* BEGIN Provided records *

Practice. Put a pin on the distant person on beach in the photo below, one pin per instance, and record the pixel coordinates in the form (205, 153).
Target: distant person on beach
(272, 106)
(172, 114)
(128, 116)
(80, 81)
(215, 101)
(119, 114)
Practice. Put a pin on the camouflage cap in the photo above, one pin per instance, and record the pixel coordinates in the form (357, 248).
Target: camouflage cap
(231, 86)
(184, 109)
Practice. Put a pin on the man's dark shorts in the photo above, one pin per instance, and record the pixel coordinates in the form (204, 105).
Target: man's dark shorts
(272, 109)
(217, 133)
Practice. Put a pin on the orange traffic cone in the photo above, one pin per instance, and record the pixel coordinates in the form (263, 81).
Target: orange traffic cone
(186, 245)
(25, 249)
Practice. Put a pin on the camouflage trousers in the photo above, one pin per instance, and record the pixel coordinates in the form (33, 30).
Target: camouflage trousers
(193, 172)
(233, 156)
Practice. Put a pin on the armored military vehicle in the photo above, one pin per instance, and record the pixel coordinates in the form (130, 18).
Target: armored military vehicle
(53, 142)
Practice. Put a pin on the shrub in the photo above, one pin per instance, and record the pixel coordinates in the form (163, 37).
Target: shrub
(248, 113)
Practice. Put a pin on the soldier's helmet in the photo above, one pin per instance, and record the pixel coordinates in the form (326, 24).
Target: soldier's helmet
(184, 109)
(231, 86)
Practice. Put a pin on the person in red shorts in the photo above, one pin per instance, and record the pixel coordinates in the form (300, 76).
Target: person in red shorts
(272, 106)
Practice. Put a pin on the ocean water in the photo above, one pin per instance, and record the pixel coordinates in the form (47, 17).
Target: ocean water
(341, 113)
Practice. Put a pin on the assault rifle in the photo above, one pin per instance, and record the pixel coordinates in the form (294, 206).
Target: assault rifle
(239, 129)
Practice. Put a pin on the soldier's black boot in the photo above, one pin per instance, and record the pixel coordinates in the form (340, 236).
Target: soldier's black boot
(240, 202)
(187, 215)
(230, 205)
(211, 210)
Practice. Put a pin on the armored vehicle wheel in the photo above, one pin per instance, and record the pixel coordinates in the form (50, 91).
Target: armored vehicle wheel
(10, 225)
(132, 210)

* END Provided records *

Multiply every coordinate in the answer points by 0.7 and round each result to a whole number, with halves going up. Copy out the lines starting at the one that contains "Practice. Put a pin on the soldier's black" and ending with the last line of the records, with all other text, including the requests and their sample pairs, left unchanged.

** Expected answer **
Practice. Put a pin on the soldier's black boot in the photo above, one pin per instance, and record the pixel coordinates in the form (340, 236).
Target: soldier's black boot
(168, 141)
(131, 151)
(161, 144)
(148, 147)
Practice. Put a pin on the armored vehicle wheel in the photo above, one pin per instance, and record the pixel coordinates in the form (50, 91).
Target: armored vehicle wheel
(7, 158)
(92, 147)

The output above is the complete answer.